Start of GIVEN DATA
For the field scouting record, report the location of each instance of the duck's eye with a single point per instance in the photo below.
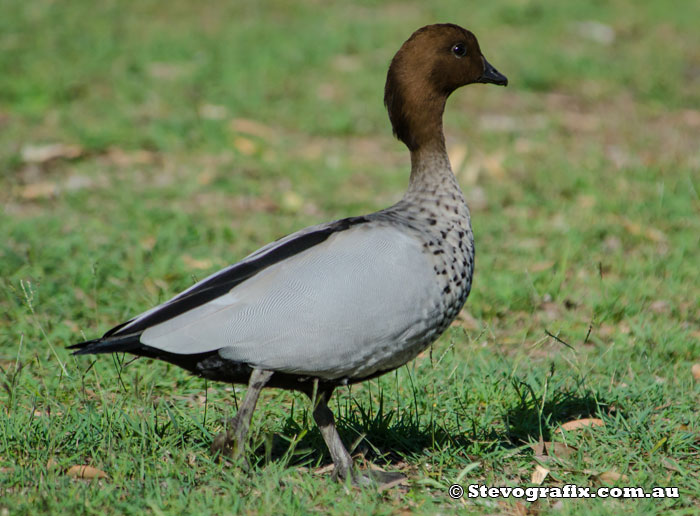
(459, 50)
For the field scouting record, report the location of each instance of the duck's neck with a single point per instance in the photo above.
(430, 167)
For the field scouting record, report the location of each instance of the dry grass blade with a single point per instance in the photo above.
(576, 424)
(86, 472)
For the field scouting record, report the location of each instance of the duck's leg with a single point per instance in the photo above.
(232, 442)
(326, 424)
(341, 458)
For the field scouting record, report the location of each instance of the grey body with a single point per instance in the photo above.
(345, 301)
(366, 300)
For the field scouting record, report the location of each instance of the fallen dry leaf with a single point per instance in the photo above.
(84, 471)
(581, 423)
(123, 158)
(252, 127)
(213, 111)
(39, 190)
(43, 153)
(244, 145)
(696, 371)
(197, 263)
(539, 474)
(545, 449)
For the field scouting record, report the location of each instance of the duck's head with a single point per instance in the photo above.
(429, 66)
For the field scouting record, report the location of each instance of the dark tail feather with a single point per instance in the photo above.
(111, 344)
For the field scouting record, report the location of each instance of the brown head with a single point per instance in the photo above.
(431, 64)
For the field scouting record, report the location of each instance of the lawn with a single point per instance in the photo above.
(144, 145)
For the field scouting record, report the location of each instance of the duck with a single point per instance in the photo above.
(345, 301)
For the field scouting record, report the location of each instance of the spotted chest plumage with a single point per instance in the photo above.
(440, 217)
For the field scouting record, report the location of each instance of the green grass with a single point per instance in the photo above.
(583, 180)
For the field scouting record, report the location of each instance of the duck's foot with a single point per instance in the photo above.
(380, 480)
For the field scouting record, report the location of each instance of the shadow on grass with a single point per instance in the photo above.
(389, 437)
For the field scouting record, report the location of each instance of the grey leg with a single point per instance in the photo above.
(232, 442)
(341, 458)
(326, 424)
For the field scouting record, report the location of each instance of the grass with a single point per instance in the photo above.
(201, 132)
End of GIVEN DATA
• **OBJECTIVE**
Retype each line of the listing above word for word. Exclude the pictures.

• **COMPLETE ANSWER**
For the field scouting record, report the location of each instance of the duck's eye with a single point per instance in the photo below.
(459, 50)
For the field scouting record, report the location of each instance of the duck's neck with a single point per instance in the photo above.
(430, 167)
For the field scouting record, report the location of each instance of the dry grass blade with a single point per instance in the photo above.
(576, 424)
(86, 472)
For the field scouting record, report the location of each instance of the duck's leg with a single point per instance in the photo above.
(232, 442)
(326, 424)
(341, 458)
For the field scouting record, report the location of each instance of the grey body with a single point per instance in the photo above.
(345, 301)
(366, 300)
For the field scouting record, report the location of each instance of the fallen dry leaf with a single point per instance in the photo above.
(84, 471)
(581, 423)
(123, 158)
(252, 127)
(213, 111)
(39, 190)
(43, 153)
(244, 145)
(696, 371)
(197, 263)
(539, 474)
(545, 449)
For the field scouting record, report the location of each instance of the duck's head with a single point per instance in the photo above.
(429, 66)
For the field scouting record, report the location of each instance of the dark tail feather with a single point per instance in the photo above.
(111, 344)
For the field scouting record, report the location of each instance of the brown head with a single point per instance in the photo above.
(431, 64)
For the field scouting record, report the location of each instance of the lawn with a single point per instance in the photo above.
(144, 145)
For the field scouting record, report the location of each instance of the duck with a single point per instance in the photo above.
(345, 301)
For the field scouting record, report the location of each instance of the spotted chest plumage with a single point per instance in the photo above.
(440, 217)
For the field scouting record, report the location of each instance of the green grass with a single point per instance in the photo above.
(583, 180)
For the field scouting record, report the location of each instance of the duck's foot with a single point per instance in the photo above.
(380, 480)
For the field scouting record, report the location of each instance of the shadow on grass with a single point per instance in the photo above.
(389, 437)
For the field scouting record, report the location of each instance of the grey leg with a single point per instance in the photo above.
(232, 442)
(341, 458)
(326, 424)
For the field scouting record, report the location of each instance of the grass with a single point per instance in the photo above.
(201, 132)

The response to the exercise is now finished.